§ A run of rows
>> Begin

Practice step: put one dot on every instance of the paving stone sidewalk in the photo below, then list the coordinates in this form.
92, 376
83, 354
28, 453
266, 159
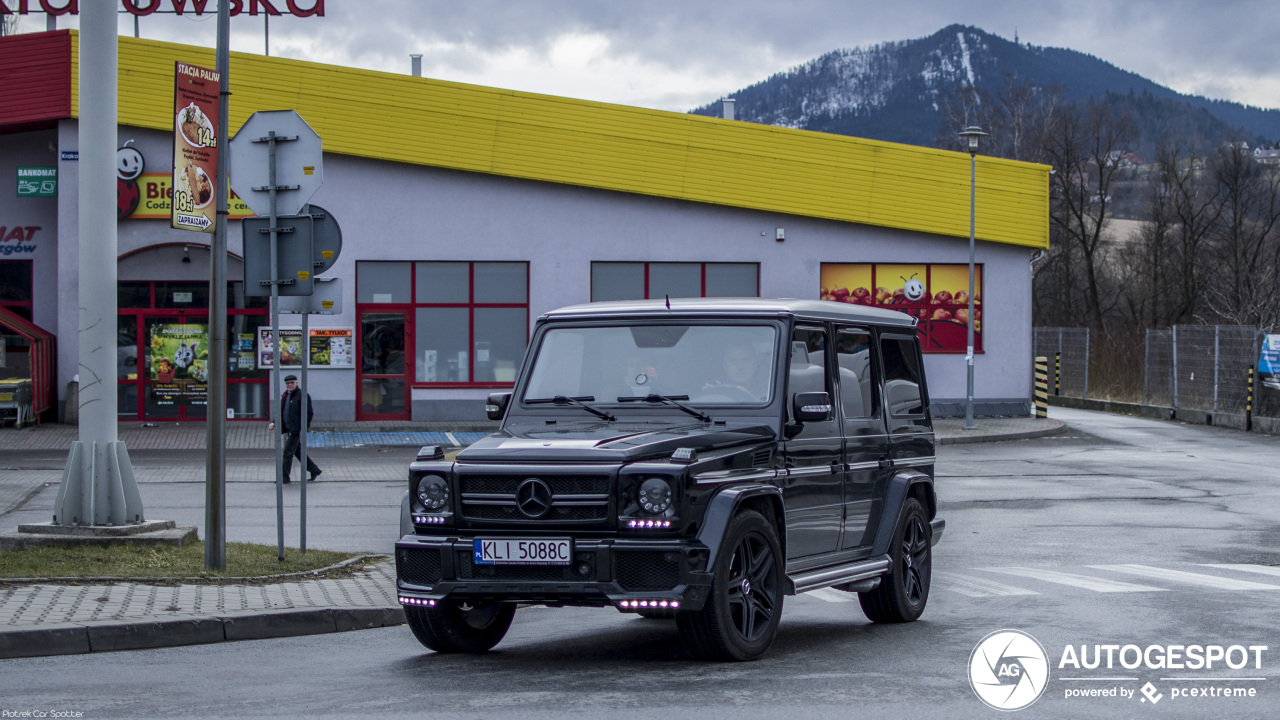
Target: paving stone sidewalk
94, 616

>> End

Can you render every one of the rows above as a JSON list of strings, with one string per line and blank lines skipped? Leave the pictures out.

§ WRITTEN SOLUTION
[
  "Practice step: put one dot on every instance of the paving stone sidewalk in the photo below, then list the coordinates in this form.",
  "92, 376",
  "83, 354",
  "28, 453",
  "266, 159",
  "Target: paving stone sidewalk",
  "94, 616"
]